What to produce
Extract every line below that contains the word "electrical", matching case exactly.
━━━━━ Given entries
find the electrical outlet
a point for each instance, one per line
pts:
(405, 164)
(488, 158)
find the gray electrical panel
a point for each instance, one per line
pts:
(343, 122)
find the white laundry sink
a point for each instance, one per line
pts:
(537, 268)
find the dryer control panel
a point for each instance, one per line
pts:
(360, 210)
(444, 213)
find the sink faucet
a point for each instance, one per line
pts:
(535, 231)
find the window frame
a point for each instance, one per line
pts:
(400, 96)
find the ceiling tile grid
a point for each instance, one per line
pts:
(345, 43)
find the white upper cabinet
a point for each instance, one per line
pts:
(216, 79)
━━━━━━━━━━
━━━━━ Given entries
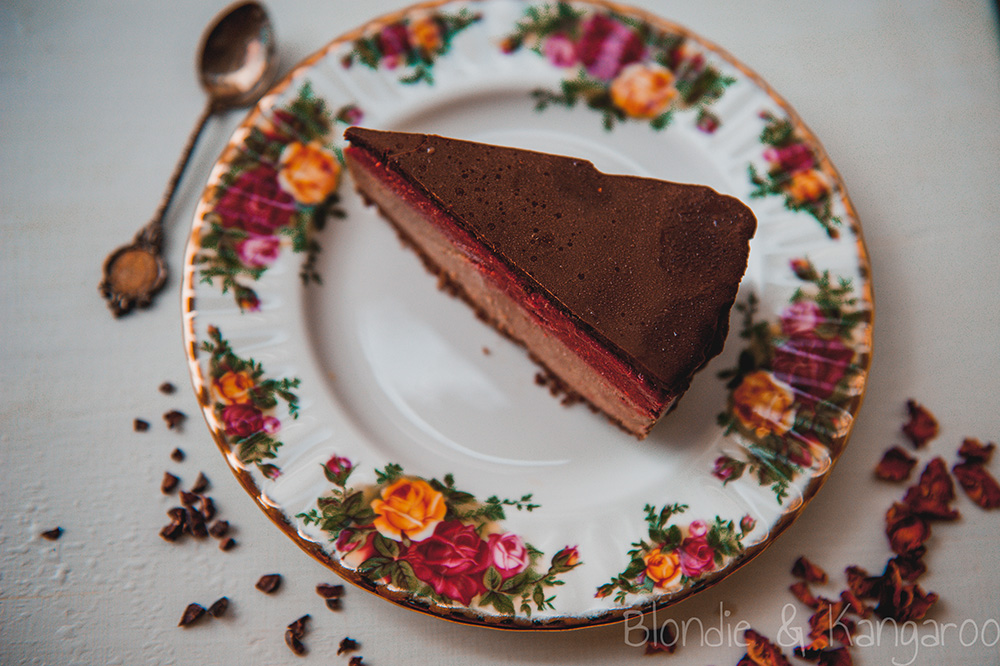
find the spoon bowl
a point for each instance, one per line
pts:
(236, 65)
━━━━━━━━━━
Expected answer
find the electrical outlet
find the gray electrical panel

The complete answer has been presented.